TEXT PASSAGE:
Research

What is the OpenAI Agents SDK? Loops and Handoffs in 2026

OpenAI Agents SDK is OpenAI's open-source framework for agent loops, handoffs, guardrails, and sessions. Architecture, primitives, and how to trace it.

September 6, 2025

9 min read

openai-agents-sdk openai agent-framework agent-loop handoffs guardrails python open-source 2026

Table of Contents

A team is building a customer-support agent that answers most questions itself but hands off to a billing-specialist agent for invoice questions and a technical-specialist agent for API issues. The Swarm prototype worked in October 2024 but had no tracing, no guardrails, and no production guarantees. The OpenAI Agents SDK release in 2025 brought the same conceptual model (agents with handoffs) plus the production primitives the team needed: built-in tracing, input and output guardrails, structured outputs, sessions, and a clear runner abstraction. For simple Swarm prototypes with a few handoffs and function tools, the migration is mostly API renaming plus adding session and tracing setup; complex flows with custom state, async behavior, or extensive evals require more work.

The OpenAI Agents SDK occupies a specific niche: production-grade single-agent-loops-with-handoffs. Where CrewAI is multi-agent and role-based, where LangGraph is graph-based, and where Pydantic AI is type-safety-first, the OpenAI Agents SDK is the OpenAI-native production framework for ReAct-style loops with delegation. This guide covers what it is, how its primitives work, how it compares to alternatives, and when to pick it.

TL;DR: What the OpenAI Agents SDK is

The OpenAI Agents SDK is an open-source MIT-licensed Python and TypeScript framework from OpenAI for building agent applications. The Python repo at github.com/openai/openai-agents-python has approximately 22,000 GitHub stars as of May 2026; the TypeScript port at github.com/openai/openai-agents-js ships a similar surface. The primitives are Agent (an LLM with instructions and tools), Handoff (delegation to another agent), Guardrail (an input or output validator), Runner (the execution loop), Session (a persistent conversation), and human-in-the-loop primitives for approving or pausing tool calls. The SDK is the production successor to Swarm and is the OpenAI-native path for agent applications.

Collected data

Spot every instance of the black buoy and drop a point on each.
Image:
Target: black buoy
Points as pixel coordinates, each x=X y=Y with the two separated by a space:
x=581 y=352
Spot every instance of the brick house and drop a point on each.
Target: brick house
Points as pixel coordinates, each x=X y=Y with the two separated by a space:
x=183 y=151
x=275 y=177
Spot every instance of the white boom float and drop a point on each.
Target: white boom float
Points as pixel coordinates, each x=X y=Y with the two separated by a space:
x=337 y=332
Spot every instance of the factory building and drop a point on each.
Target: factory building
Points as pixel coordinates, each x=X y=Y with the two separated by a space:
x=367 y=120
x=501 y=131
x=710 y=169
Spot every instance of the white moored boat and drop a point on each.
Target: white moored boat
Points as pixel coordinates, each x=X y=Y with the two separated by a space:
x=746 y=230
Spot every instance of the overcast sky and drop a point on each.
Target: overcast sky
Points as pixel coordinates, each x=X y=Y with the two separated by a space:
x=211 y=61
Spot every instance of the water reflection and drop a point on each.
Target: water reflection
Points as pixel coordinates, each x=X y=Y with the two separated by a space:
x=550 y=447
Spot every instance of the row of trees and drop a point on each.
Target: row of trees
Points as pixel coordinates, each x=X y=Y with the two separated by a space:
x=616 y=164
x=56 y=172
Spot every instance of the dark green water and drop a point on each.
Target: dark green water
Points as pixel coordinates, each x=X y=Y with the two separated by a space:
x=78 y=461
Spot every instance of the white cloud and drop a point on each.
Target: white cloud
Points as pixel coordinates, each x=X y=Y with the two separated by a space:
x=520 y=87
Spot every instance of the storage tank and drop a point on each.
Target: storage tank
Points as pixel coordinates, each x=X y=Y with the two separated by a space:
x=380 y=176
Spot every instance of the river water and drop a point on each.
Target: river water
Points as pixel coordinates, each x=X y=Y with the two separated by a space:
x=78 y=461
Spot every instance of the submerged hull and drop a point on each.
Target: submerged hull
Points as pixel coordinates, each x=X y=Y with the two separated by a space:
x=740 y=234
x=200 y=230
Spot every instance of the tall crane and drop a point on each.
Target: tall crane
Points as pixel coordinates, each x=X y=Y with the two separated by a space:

QUESTIONS TO ANSWER:
(a) Write out the part of the OpenAI Agents SDK page starting with "TL;DR: What the" and going on through "for agent applications.".
(b) Under what license does the OpenAI Agents SDK page say the SDK is released?
(c) Translate this sentence from the OpenAI Agents SDK page into Spanish: "The SDK is the production successor to Swarm and is the OpenAI-native path for agent applications."
The items play no part in this work.

TASK RESPONSES:
(a)
TL;DR: What the OpenAI Agents SDK is

The OpenAI Agents SDK is an open-source MIT-licensed Python and TypeScript framework from OpenAI for building agent applications. The Python repo at github.com/openai/openai-agents-python has approximately 22,000 GitHub stars as of May 2026; the TypeScript port at github.com/openai/openai-agents-js ships a similar surface. The primitives are Agent (an LLM with instructions and tools), Handoff (delegation to another agent), Guardrail (an input or output validator), Runner (the execution loop), Session (a persistent conversation), and human-in-the-loop primitives for approving or pausing tool calls. The SDK is the production successor to Swarm and is the OpenAI-native path for agent applications.

(b) The MIT license.

(c) El SDK es el sucesor de producción de Swarm y es la vía nativa de OpenAI para aplicaciones de agentes.